→ Exercise prompt
Output the section of the news report on the health secretary's King's Fund speech between "It comes the" and "already hit problems.", inclusive, reproduced word for word.

→ Excerpted passage
The health secretary today attacked the BMA for failing to back his plans for a seven-day NHS, and set out plans for GPs to tell patients not just which hospitals they can be referred to, but the relevant CQC rating and waiting time as well.

In a speech at the King’s Fund today, Jeremy Hunt also said he would be enable patients to make a ‘more meaningful choice’ about their GP surgeries through boosting GP provision in under-doctored areas.

The speech was focused on secondary care, and he said that he would impose a contract on junior hospital doctors to ensure they would work weekends if no agreement was reached, and warned the BMA that it needed to ‘get real’ about seven-day working.

The BMA denounced the speech as a ‘wholesale attack’ on doctors, and the RCGP warned that GPs could be ‘next in line’.

It comes the month after his ‘new deal’ speech, in which he reaffirmed the Government’s commitment to a seven-day GP service in return for what he said would be increased investment in general practice.

Mr Hunt told the audience that GPs would be expected to outline the choice of secondary care available to patients through the new electronic booking system, which has already hit problems.

He said: ‘Next year as part of the new electronic booking service, which has replaced Choose and Book, all GPs will be asked to tell patients not just which hospitals they can be referred to but the relevant CQC rating and waiting times as well.’

In terms of choice of GP practices, Mr Hunt said: ‘Patients also need to be able to make a meaningful choice about which GP surgery is most appropriate for their needs. Right now that is not always possible.’

‘We will address this through our new deal for general practice, which will boost GP provision in under-doctored areas with NHS England giving particular attention to making sure that there are alternatives available when a practice has been rated inadequate.’

But the majority of his speech was reserved for junior doctors and consultants.

→ Data for review
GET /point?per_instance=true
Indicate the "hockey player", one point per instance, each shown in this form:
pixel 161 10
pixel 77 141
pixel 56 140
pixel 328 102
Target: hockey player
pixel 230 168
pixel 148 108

→ Solution
It comes the month after his ‘new deal’ speech, in which he reaffirmed the Government’s commitment to a seven-day GP service in return for what he said would be increased investment in general practice.

Mr Hunt told the audience that GPs would be expected to outline the choice of secondary care available to patients through the new electronic booking system, which has already hit problems.